==== Tekst źródłowy

Za 5 lat kardiochirurgia dziecięca stanie na krawędzi - alarmują lekarze. "Mamy sale operacyjne, sprzęt i stanowiska intensywnej terapii - nie mamy rąk do pracy" - mówi profesor Bohdan Maruszewski z Centrum Zdrowia Dziecka. W Polsce 3 tysiące operacji serca u dzieci przeprowadza 31 kardiochirurgów. A będzie jeszcze mniej.

Za 5 lat kardiochirurgia dziecięca stanie na krawędzi - alarmują lekarze. "Mamy sale operacyjne, sprzęt i stanowiska intensywnej terapii - nie mamy rąk do pracy" - mówi profesor Bohdan Maruszewski z Centrum Zdrowia Dziecka. W Polsce 3 tysiące operacji serca u dzieci przeprowadza 31 kardiochirurgów. A będzie jeszcze mniej.
Za 5 lat w Polsce może zostać 7 kardiochirurgów dziecięcych (zdj. ilustracyjne) /Aneta Łuczkowska /RMF FM

Za 5 lat - z powodu wieku - od stołów operacyjnych odejdzie większość kardiochirurgów. Zostanie siedmiu. W trakcie specjalizacji w tym  momencie jest 8 nowych lekarzy. Będziemy mieli więc tylu lekarzy, ile sal, na których mogą operować.

Myśmy w ciągu tego ćwierć wieku - niezależnie od tego, kto był u władzy, kto rządził -  doszli do sytuacji, gdzie nie trzeba już wydawać pieniędzy na mury i na sprzęt. Ale będziemy mieć problem, jeżeli dziś nie docenimy specjalistycznego personelu w sposób proporcjonalny do liczby wykonywanych zabiegów - podkreśla profesor Bohdan Maruszewski z Centrum Zdrowia Dziecka.

Według niego, należy wrócić do procedur wysokospecjalistycznych. Dyrektor musi mieć pieniądze, które może wydać tylko na ten cel - zaznacza.

Profesor Maruszewski podkreśla, że ważne jest premiowanie personelu, który pójdzie do tej ciężkiej pracy. Premiowanie za to, co zrobił. Istotna część zarobków musi być uzależniona od tego, ile się zrobiło zabiegów, ile się spędziło czasu na intensywnej terapii czy bloku operacyjnym. Jednocześnie przyznaje, że równie mocno - a może nawet jeszcze mocniej - trzeba zadbać o pielęgniarki.

========

## Zadanie 1
Na podstawie tekstu o kardiochirurgii dziecięcej wyjaśnij w jednym do trzech zdań, dlaczego za pięć lat w Polsce może zostać tylko siedmiu kardiochirurgów dziecięcych.
## Zadanie 2
Ilu nowych lekarzy odbywa obecnie specjalizację według tekstu o kardiochirurgii dziecięcej?
Zapisane pozycje nie mają żadnego związku z tekstem o kardiochirurgii dziecięcej.

==== Dane do przeglądu

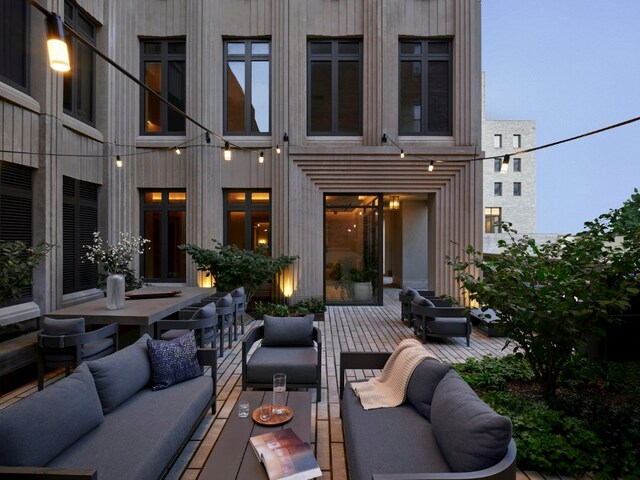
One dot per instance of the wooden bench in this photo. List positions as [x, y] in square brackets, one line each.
[18, 352]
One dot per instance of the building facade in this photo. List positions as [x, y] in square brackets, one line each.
[303, 91]
[508, 196]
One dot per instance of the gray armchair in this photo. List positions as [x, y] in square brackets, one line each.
[65, 343]
[439, 321]
[290, 345]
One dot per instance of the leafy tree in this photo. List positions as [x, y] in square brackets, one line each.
[552, 296]
[232, 267]
[17, 262]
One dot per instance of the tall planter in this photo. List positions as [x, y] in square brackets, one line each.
[115, 292]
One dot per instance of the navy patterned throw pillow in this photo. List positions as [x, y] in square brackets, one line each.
[173, 361]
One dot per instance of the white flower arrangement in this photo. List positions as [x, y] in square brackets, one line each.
[114, 258]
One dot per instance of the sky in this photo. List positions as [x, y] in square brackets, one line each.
[573, 66]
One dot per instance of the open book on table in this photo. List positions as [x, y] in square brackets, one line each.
[285, 456]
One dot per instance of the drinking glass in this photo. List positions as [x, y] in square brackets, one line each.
[279, 392]
[243, 409]
[265, 412]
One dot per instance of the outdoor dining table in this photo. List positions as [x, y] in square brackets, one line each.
[149, 305]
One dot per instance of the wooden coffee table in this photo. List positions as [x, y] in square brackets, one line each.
[232, 456]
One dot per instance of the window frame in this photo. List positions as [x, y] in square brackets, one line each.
[495, 226]
[163, 58]
[164, 207]
[247, 58]
[334, 58]
[517, 189]
[248, 208]
[25, 30]
[73, 75]
[424, 57]
[75, 269]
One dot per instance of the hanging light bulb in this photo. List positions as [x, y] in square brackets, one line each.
[227, 151]
[504, 168]
[58, 51]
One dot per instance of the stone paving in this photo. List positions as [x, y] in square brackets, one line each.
[362, 328]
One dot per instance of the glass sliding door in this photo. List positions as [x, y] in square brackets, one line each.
[352, 242]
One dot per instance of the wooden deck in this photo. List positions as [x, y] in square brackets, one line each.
[344, 329]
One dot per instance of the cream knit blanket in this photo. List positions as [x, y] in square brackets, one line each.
[390, 388]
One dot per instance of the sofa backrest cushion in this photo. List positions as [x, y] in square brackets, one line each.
[288, 331]
[423, 382]
[173, 361]
[62, 326]
[469, 433]
[39, 427]
[120, 375]
[425, 302]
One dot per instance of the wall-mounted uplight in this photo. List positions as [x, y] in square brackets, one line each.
[58, 51]
[227, 151]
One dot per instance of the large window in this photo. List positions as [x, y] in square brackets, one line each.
[492, 220]
[79, 221]
[163, 67]
[247, 223]
[164, 224]
[334, 105]
[15, 209]
[247, 86]
[14, 46]
[425, 87]
[79, 82]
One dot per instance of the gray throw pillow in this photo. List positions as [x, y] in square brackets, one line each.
[423, 382]
[425, 302]
[288, 331]
[120, 375]
[62, 326]
[173, 361]
[469, 433]
[36, 429]
[208, 311]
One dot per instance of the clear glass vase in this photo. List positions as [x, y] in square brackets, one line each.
[115, 291]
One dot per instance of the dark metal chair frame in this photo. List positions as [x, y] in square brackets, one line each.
[49, 346]
[257, 334]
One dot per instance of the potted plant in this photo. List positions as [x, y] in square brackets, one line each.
[17, 262]
[117, 275]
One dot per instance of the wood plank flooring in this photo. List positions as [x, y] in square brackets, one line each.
[365, 328]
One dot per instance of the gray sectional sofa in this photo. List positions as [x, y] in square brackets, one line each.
[442, 431]
[103, 421]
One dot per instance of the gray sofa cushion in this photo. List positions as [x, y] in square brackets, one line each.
[425, 302]
[62, 326]
[140, 437]
[119, 375]
[288, 331]
[388, 440]
[38, 428]
[422, 384]
[299, 363]
[470, 434]
[173, 361]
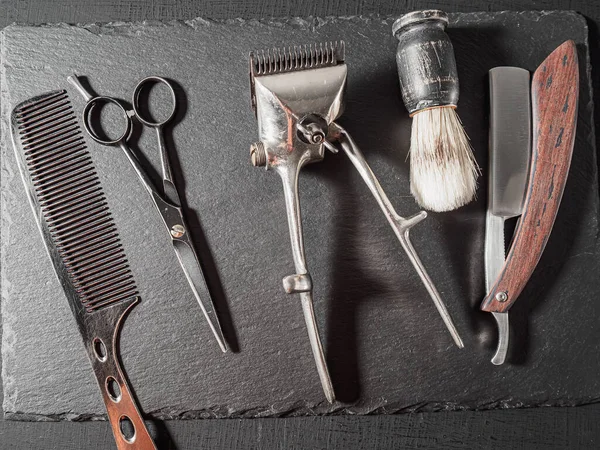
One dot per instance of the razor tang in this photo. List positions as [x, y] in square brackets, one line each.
[509, 155]
[554, 99]
[281, 110]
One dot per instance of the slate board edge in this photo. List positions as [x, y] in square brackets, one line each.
[310, 22]
[301, 410]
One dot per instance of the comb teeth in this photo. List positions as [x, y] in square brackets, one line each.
[290, 59]
[72, 202]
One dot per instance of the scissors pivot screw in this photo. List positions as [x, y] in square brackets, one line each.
[258, 154]
[501, 296]
[293, 284]
[177, 231]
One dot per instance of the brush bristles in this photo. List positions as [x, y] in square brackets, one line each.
[443, 170]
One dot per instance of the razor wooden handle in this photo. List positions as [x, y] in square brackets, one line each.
[554, 93]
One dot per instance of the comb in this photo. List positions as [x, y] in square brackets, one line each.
[82, 241]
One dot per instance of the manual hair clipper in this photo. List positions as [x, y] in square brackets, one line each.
[297, 94]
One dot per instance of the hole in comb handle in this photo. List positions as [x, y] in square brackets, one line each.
[100, 349]
[113, 389]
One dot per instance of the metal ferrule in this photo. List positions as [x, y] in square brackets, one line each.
[425, 59]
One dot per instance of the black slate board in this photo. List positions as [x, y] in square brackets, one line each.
[387, 349]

========

## Odpowiedź 1
Za pięć lat większość kardiochirurgów dziecięcych odejdzie od stołów operacyjnych z powodu wieku. Z obecnych 31 lekarzy zostanie wtedy siedmiu.

## Odpowiedź 2
Specjalizację odbywa obecnie ośmiu nowych lekarzy.